begin Entries shown

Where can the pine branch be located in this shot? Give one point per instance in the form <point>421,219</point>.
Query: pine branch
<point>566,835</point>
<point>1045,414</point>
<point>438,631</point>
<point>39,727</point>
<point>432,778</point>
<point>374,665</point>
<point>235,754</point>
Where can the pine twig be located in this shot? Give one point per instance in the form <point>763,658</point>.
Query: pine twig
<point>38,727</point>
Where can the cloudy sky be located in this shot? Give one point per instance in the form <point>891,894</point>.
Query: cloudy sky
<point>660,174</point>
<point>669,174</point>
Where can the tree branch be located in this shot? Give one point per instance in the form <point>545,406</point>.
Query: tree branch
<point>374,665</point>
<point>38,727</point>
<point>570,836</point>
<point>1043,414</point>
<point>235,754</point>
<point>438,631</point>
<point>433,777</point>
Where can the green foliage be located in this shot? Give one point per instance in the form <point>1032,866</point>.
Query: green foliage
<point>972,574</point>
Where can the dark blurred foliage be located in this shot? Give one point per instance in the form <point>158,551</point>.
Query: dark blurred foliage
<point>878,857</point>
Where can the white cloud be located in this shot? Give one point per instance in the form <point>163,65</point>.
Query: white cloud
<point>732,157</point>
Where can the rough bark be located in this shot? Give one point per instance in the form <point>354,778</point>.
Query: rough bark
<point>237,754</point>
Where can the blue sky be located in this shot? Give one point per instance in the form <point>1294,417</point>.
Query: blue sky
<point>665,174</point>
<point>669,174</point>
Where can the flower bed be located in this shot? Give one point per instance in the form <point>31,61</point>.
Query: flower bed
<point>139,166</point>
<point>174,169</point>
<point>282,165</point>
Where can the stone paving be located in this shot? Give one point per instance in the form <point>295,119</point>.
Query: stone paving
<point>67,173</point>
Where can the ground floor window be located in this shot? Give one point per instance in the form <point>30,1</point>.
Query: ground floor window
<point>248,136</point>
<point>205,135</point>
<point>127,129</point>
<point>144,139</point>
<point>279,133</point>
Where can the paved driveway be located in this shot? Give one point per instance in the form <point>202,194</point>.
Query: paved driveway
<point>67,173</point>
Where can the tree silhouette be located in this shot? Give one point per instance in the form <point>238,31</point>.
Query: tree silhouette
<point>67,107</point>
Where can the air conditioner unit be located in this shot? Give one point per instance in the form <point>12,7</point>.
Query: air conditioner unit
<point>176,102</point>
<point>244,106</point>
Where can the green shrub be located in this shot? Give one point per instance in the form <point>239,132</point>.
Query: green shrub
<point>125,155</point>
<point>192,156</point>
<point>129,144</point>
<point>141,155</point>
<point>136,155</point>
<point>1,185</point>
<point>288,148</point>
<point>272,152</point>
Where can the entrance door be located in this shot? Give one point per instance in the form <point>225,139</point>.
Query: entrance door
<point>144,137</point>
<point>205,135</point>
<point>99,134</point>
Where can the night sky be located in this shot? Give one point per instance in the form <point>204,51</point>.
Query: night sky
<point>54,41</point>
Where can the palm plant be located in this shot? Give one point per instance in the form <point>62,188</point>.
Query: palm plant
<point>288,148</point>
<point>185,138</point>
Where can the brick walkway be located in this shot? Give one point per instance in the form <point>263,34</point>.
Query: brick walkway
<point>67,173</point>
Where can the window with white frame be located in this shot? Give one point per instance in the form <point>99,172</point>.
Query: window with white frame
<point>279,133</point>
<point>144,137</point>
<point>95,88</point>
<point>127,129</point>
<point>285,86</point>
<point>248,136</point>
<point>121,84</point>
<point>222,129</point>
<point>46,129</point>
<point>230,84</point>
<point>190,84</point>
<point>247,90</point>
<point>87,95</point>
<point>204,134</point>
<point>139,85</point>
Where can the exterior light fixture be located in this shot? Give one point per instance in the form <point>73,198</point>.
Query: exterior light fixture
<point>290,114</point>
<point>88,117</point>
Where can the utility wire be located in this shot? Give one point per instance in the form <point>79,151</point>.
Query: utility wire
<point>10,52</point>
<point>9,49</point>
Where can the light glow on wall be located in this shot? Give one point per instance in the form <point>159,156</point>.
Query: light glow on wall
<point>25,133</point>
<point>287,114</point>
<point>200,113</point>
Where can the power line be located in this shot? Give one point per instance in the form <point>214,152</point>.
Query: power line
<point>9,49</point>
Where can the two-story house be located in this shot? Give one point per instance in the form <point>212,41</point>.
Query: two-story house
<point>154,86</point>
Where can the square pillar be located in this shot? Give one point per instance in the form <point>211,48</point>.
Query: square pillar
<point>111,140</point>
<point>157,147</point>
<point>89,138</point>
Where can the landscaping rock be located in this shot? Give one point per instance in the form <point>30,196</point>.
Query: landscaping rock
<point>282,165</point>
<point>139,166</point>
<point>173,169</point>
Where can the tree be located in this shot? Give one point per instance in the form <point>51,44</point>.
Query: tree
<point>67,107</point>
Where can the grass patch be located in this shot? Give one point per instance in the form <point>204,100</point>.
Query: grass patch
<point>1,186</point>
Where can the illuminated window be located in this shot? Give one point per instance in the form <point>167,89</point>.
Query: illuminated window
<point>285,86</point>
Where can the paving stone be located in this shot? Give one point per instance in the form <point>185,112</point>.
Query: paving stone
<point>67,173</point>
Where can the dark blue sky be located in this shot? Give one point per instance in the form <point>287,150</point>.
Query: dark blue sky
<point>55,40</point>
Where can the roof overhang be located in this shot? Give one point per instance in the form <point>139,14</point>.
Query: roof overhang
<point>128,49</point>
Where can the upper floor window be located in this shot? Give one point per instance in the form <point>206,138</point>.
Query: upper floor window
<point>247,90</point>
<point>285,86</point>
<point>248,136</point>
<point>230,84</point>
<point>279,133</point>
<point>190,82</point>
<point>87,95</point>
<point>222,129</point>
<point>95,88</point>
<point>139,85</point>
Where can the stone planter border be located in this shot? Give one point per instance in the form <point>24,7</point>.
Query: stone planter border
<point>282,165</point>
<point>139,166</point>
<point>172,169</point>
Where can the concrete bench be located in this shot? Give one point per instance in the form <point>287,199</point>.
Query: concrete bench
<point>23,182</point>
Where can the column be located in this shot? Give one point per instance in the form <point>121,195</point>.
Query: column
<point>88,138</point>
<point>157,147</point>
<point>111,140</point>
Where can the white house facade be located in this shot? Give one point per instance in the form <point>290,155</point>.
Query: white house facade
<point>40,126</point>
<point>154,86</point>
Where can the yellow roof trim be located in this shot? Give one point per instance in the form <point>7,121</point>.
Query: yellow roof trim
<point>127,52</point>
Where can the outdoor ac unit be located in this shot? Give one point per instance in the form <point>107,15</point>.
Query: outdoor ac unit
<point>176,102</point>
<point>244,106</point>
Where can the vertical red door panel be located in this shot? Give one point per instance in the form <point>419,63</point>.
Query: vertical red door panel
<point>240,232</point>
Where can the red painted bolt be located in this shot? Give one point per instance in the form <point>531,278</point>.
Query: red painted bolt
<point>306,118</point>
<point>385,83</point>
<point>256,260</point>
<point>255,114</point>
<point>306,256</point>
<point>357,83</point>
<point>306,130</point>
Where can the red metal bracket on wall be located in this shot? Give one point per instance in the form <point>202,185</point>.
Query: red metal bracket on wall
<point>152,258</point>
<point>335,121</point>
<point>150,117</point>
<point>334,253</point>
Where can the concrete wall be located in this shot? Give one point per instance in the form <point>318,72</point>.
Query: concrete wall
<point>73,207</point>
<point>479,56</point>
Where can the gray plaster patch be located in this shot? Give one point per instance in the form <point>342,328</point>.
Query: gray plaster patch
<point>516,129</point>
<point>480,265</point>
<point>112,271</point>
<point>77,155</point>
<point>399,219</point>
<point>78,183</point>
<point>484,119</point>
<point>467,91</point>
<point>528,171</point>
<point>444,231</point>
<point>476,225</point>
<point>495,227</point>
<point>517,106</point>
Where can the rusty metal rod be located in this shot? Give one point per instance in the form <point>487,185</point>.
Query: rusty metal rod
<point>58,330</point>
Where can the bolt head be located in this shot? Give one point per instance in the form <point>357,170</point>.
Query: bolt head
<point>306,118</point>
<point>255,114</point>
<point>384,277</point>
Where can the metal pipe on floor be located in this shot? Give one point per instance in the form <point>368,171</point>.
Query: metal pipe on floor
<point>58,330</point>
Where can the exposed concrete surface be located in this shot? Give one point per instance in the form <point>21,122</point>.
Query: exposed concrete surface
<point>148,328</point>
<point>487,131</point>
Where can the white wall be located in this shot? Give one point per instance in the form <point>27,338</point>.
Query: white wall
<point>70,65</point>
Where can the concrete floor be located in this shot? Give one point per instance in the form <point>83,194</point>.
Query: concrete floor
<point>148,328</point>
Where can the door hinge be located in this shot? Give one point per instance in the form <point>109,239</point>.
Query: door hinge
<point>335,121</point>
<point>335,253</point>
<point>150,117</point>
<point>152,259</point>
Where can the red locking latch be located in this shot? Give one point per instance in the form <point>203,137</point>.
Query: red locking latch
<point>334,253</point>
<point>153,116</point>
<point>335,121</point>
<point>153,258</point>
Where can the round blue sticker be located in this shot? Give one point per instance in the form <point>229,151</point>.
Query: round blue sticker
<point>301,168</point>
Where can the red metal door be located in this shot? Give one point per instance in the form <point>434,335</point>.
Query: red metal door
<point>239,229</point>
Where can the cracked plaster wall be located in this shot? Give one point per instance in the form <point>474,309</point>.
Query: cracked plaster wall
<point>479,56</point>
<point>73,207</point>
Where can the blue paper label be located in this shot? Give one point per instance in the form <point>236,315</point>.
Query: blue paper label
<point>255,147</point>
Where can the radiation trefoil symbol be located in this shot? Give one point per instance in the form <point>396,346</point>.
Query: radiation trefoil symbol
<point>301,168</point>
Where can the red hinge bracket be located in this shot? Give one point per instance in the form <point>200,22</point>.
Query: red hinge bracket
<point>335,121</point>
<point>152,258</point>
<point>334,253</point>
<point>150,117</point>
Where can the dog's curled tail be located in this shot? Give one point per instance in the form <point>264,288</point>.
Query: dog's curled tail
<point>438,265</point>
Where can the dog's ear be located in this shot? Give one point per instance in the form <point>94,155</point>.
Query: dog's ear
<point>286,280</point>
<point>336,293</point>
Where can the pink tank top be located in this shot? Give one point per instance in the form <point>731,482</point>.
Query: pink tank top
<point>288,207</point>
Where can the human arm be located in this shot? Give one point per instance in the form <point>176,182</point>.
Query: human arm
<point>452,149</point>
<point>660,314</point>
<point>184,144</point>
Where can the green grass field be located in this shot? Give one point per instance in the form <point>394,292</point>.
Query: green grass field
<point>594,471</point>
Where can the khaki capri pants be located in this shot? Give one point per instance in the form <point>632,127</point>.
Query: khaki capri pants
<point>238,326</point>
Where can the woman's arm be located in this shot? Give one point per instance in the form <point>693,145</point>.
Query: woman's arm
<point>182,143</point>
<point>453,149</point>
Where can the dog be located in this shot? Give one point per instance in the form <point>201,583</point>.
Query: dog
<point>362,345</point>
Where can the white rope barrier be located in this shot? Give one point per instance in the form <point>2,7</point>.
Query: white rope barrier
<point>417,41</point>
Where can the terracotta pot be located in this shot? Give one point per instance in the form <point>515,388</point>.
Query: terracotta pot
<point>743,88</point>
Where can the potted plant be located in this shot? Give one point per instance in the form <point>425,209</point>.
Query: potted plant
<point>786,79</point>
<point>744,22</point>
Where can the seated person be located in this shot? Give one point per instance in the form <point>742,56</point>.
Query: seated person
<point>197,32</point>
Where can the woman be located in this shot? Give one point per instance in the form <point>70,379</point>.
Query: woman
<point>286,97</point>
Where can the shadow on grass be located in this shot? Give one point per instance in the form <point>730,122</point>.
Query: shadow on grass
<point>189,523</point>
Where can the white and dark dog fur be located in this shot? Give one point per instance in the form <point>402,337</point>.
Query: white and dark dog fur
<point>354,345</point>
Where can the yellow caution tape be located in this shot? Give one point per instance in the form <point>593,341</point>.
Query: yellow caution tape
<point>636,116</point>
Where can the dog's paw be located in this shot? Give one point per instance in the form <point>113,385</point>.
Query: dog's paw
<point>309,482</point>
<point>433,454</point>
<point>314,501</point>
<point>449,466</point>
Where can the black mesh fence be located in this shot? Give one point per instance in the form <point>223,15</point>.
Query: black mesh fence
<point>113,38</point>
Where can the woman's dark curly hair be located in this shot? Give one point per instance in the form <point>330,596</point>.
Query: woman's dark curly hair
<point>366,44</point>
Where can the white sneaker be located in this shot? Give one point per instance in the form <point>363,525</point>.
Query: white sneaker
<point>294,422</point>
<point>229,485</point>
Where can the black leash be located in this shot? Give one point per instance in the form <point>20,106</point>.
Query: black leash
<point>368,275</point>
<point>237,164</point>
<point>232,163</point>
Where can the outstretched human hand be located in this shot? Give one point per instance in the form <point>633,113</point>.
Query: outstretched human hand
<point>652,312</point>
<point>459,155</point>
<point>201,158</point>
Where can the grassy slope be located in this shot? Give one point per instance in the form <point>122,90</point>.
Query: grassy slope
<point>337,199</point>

end Entries shown

» What you need to do:
Please reproduce these lines word for word, beginning at the line that contains "Where can the two-story" and stopping after the line that contains "<point>55,40</point>".

» Problem solution:
Where can the two-story house be located in this shot? Give one point per instance in the form <point>212,41</point>.
Query: two-story house
<point>154,86</point>
Where can the square pillar be located in this shot? Give one point per instance in the form <point>211,48</point>.
Query: square pillar
<point>111,140</point>
<point>157,147</point>
<point>89,138</point>
Where can the landscaping rock be located in this shot? Give one point per instance in the form <point>30,196</point>.
Query: landscaping rock
<point>282,165</point>
<point>139,166</point>
<point>173,169</point>
Where can the tree be located in this shot? Give one point per instance in the form <point>51,44</point>.
Query: tree
<point>67,107</point>
Where can the grass patch be located in this shot? Give one point per instance in the form <point>204,100</point>.
Query: grass patch
<point>1,186</point>
Where can the illuminated window be located in this shot? Give one point per instance in the form <point>167,89</point>.
Query: illuminated window
<point>285,86</point>
Where can the paving stone be located in this shot? Give one point per instance in the form <point>185,112</point>.
Query: paving stone
<point>67,173</point>
Where can the dark blue sky be located in this shot? Give one point per instance in the form <point>287,150</point>.
Query: dark blue sky
<point>55,40</point>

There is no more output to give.